═════ QUOTED PASSAGE
= Alexander Belavin =

Russian physicist (born 1942)

Alexander "Sasha" Abramovich Belavin (Алекса́ндр Абра́мович Бела́вин, born 1942) is a Russian physicist, known for his contributions to string theory. He is a professor at the Independent University of Moscow and a researcher at the Landau Institute for Theoretical Physics. He is also a member of the editorial board of the Moscow Mathematical Journal.

==Work==
Belavin participated in the discovery of the BPST instanton (1975) which aided the understanding of the chiral anomaly and gave new directions within quantum field theory. With G. Avdeeva he showed evidence of new coupling regimes for gauge field theory (1973). He also developed the Belavin S-matrices, exactly solvable models in two-dimensional relativistic theories (1981). He co-authored the BPZ paper (1984) with Alexander Polyakov and Alexander Zamolodchikov on two-dimensional conformal field theory, which became important for string theory. With Vadim Knizhnik he obtained the Belavin–Knizhnik theorem on dual amplitudes in string theory (1986).
══════════
═════ SUPPLIED RECORDS
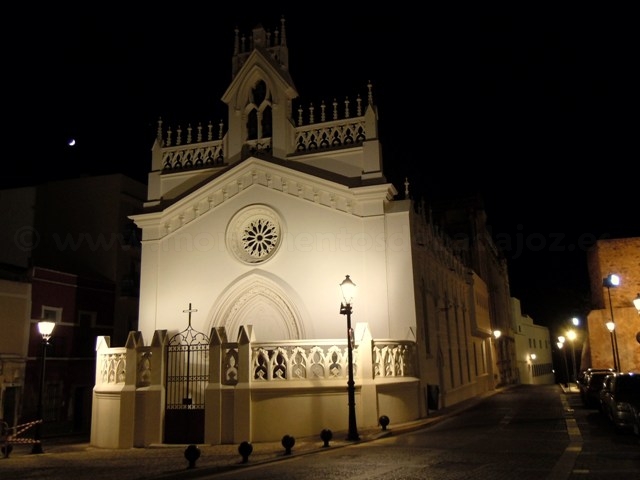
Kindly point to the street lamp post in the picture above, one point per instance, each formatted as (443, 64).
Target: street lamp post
(611, 326)
(560, 344)
(45, 329)
(571, 335)
(348, 291)
(609, 282)
(496, 335)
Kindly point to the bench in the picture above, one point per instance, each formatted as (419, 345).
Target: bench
(10, 436)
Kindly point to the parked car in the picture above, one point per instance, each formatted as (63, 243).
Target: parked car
(619, 395)
(583, 379)
(635, 412)
(590, 395)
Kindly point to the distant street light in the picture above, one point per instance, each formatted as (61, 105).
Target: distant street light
(348, 289)
(636, 303)
(45, 329)
(610, 282)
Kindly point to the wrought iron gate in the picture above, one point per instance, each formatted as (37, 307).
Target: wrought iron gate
(186, 381)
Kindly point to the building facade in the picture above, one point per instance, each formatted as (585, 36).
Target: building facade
(247, 232)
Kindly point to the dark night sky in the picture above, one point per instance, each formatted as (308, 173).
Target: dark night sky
(533, 108)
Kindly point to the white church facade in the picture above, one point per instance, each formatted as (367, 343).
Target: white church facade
(247, 233)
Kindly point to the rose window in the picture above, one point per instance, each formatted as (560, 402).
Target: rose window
(253, 235)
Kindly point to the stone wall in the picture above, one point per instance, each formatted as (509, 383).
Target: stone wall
(619, 256)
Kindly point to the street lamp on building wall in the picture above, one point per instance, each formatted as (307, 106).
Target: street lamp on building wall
(348, 289)
(610, 282)
(45, 329)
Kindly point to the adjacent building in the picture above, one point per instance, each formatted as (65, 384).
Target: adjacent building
(613, 303)
(71, 255)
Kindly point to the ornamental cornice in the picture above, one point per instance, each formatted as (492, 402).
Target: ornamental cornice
(256, 172)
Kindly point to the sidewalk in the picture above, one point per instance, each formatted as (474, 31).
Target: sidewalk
(68, 458)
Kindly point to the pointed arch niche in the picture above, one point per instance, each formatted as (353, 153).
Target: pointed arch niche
(259, 300)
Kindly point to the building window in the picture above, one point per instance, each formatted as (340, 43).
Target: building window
(52, 314)
(87, 319)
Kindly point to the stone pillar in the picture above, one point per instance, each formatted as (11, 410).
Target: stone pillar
(242, 415)
(213, 410)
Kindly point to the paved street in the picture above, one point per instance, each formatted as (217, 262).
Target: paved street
(524, 432)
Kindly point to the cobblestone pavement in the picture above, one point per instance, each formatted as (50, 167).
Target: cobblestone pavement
(74, 459)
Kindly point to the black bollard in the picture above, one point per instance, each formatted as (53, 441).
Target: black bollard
(192, 453)
(288, 442)
(326, 435)
(384, 421)
(245, 449)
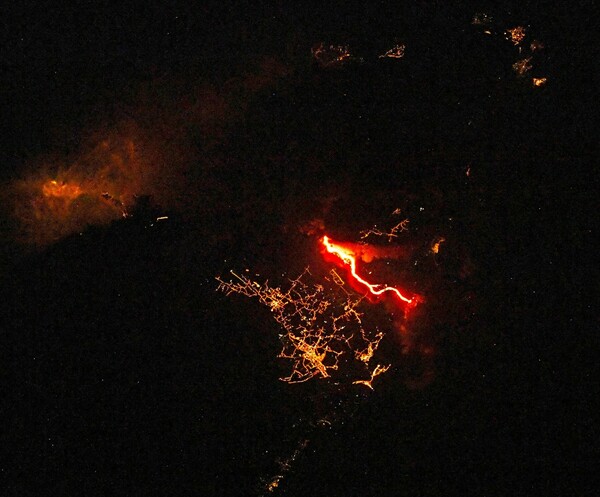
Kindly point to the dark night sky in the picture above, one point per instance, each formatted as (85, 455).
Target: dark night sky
(125, 373)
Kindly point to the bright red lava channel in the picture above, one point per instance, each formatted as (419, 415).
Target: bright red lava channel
(349, 259)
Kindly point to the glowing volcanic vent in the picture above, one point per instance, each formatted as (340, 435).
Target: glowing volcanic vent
(347, 256)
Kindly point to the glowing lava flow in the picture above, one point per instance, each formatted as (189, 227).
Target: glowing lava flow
(349, 259)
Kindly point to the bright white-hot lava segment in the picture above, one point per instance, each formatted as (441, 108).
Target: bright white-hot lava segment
(349, 259)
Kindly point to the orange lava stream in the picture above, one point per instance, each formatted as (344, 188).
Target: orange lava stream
(349, 258)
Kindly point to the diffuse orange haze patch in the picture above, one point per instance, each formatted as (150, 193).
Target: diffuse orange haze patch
(161, 146)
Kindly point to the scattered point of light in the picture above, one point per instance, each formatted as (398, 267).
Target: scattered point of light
(376, 372)
(515, 35)
(396, 52)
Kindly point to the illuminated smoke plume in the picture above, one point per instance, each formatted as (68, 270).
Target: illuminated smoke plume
(152, 147)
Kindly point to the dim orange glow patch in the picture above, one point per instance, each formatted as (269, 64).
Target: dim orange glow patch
(53, 188)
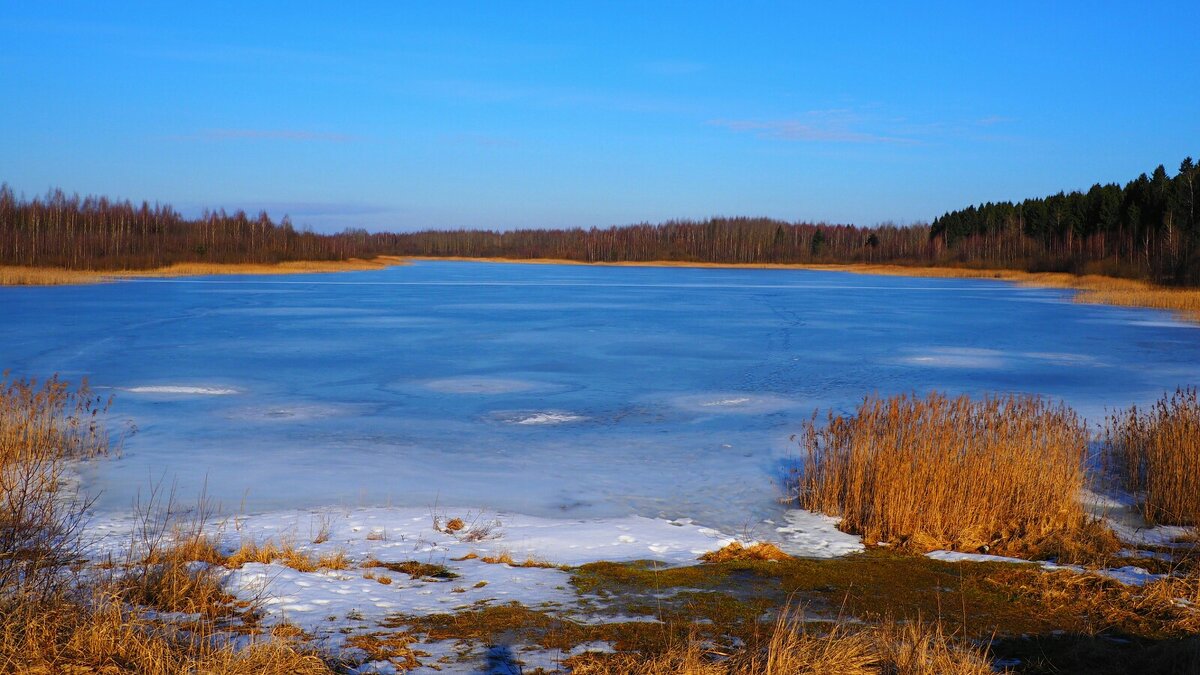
══════════
→ **TASK LIST**:
• a. Print the stretch of the Belavin article from "Russian physicist (born" through "Moscow Mathematical Journal.".
• b. List every person the Belavin article names as a collaborator or co-author of Belavin.
These entries have no connection to the Belavin article.

→ **THE ANSWERS**:
• a.
Russian physicist (born 1942)

Alexander "Sasha" Abramovich Belavin (Алекса́ндр Абра́мович Бела́вин, born 1942) is a Russian physicist, known for his contributions to string theory. He is a professor at the Independent University of Moscow and a researcher at the Landau Institute for Theoretical Physics. He is also a member of the editorial board of the Moscow Mathematical Journal.

• b. G. Avdeeva, Alexander Polyakov, Alexander Zamolodchikov, Vadim Knizhnik